PROVIDED ENTRIES:
════════════════════
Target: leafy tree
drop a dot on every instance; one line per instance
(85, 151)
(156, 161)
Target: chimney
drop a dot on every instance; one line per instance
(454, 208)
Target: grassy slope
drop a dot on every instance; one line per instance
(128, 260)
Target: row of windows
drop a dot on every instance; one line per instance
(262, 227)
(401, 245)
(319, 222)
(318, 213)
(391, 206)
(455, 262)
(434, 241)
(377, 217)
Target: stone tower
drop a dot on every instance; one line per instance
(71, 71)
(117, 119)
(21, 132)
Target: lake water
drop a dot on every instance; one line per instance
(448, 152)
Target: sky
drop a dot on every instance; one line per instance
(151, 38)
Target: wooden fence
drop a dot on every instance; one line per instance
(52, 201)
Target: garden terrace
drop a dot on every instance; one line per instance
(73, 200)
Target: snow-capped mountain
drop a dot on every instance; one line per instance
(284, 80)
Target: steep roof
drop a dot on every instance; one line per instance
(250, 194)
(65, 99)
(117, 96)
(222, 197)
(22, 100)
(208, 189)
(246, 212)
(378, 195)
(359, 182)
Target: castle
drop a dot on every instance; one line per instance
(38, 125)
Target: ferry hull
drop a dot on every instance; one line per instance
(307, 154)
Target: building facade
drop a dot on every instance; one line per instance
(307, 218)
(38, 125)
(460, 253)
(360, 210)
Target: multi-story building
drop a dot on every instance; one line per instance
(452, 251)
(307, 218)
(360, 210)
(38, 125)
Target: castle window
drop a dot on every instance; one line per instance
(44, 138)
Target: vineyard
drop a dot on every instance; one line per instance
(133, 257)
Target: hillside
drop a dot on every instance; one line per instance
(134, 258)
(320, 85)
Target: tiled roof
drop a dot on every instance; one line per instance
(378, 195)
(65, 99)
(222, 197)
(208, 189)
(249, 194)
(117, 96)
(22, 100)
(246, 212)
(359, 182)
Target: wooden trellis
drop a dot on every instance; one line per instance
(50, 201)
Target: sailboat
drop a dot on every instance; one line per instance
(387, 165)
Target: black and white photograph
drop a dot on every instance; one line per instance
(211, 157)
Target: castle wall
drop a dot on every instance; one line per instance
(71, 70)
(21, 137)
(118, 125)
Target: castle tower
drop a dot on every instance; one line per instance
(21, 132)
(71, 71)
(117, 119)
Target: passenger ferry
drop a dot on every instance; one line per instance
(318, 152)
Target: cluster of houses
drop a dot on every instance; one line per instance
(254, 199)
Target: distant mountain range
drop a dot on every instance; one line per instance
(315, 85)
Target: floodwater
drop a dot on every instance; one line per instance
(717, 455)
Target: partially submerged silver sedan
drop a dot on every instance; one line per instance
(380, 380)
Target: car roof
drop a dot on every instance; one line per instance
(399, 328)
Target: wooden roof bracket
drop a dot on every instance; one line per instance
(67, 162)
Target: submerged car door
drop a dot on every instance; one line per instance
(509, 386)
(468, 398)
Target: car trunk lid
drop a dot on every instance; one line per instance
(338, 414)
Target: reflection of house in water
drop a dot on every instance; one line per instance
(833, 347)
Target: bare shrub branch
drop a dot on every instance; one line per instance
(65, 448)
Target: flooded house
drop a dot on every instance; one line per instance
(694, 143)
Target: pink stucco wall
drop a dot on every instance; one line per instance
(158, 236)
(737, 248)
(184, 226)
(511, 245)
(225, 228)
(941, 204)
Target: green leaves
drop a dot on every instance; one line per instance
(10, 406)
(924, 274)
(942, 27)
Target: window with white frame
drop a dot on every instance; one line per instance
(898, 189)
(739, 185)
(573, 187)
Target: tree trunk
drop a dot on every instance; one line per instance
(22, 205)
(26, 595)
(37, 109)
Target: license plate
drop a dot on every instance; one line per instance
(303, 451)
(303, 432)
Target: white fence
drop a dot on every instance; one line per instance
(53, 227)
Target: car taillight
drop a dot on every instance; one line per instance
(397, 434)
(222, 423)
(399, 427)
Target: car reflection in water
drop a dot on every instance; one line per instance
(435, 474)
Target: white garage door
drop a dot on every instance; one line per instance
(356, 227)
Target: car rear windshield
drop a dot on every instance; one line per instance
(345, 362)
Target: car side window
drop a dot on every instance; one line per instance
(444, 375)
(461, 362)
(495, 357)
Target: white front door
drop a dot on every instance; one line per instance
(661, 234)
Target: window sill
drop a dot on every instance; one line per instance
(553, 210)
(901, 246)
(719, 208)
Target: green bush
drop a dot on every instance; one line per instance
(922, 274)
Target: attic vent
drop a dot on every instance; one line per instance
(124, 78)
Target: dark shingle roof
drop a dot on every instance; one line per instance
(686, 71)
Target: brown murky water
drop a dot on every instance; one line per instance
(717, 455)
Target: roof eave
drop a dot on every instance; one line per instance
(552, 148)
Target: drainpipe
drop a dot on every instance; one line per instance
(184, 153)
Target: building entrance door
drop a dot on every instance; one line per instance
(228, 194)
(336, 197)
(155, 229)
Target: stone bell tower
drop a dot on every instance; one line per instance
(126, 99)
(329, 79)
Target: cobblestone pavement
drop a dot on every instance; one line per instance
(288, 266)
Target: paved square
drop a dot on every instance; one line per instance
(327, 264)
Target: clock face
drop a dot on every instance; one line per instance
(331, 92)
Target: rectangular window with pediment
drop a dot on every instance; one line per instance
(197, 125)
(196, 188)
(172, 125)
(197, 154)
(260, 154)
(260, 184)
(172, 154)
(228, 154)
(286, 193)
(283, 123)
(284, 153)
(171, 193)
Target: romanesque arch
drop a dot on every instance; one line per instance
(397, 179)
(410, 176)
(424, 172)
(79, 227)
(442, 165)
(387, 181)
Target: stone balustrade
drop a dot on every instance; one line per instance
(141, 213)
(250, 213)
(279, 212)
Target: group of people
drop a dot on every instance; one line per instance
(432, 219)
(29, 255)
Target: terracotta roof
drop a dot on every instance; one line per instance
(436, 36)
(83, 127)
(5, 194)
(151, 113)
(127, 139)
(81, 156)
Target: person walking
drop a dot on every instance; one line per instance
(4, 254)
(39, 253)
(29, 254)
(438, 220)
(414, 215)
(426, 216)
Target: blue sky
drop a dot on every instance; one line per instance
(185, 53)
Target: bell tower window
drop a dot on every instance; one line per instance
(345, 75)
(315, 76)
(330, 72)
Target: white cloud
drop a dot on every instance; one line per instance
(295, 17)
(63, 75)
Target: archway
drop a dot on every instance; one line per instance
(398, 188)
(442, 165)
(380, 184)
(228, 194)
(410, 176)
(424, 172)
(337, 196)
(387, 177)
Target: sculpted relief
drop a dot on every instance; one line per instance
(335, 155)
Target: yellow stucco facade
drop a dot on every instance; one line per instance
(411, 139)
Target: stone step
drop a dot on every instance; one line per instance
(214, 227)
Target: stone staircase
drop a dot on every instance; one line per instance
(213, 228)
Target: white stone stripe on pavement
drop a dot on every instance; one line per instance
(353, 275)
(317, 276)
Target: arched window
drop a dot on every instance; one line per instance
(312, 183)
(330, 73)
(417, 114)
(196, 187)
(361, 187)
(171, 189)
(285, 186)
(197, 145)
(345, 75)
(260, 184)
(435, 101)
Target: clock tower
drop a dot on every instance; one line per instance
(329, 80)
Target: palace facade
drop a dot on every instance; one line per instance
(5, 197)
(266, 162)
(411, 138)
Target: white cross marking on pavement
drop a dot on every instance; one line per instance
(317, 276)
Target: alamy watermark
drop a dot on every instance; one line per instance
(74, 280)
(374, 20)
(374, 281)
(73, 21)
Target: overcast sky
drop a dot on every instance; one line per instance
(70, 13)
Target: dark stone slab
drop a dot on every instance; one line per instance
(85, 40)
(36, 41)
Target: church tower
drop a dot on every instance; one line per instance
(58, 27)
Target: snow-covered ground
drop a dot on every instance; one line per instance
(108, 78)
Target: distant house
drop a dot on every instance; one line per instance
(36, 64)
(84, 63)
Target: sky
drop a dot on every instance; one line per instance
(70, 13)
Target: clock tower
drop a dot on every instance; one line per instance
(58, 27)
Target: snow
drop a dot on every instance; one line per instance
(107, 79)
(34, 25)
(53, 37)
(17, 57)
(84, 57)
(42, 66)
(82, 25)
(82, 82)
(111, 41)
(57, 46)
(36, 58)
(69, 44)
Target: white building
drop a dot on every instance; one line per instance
════════════════════
YOUR TASK:
Your task is to transcribe, with no changes, only the lines of the listing above that lie between the line holding "Target: car roof" and the line holding "Target: car trunk lid", inclusive.

THE COMPLETED TASK:
Target: car roof
drop a dot on every instance; one line per instance
(399, 328)
Target: wooden roof bracket
drop a dot on every instance; one line per instance
(67, 162)
Target: submerged car door
drop a dot on every instance; one line per instance
(509, 386)
(468, 398)
Target: car trunk lid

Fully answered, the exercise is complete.